● **WORK INSTRUCTIONS**:
Rewrite the items below with "bird's tail" replaced by "bird's wing" and everything else unchanged, and leave out the pictures.
*** PROVIDED RECORDS
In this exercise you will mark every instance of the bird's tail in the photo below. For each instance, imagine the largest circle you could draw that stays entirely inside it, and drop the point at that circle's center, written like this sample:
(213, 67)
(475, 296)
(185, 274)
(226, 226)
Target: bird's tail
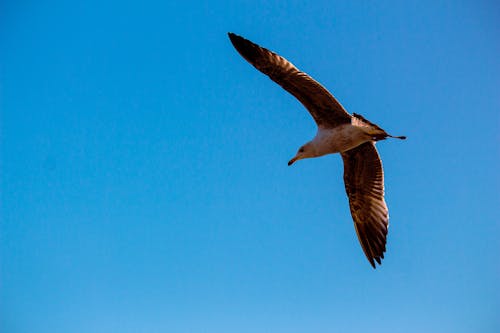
******
● **EXPECTED OUTPUT**:
In this exercise you will mark every instance of the bird's wing in the photo below. For each instance, imagine the largest circle you could draw that stays entirely inside it, and drop the point at that circle's center, written like this sample:
(213, 67)
(475, 296)
(185, 274)
(226, 226)
Target: bird's wing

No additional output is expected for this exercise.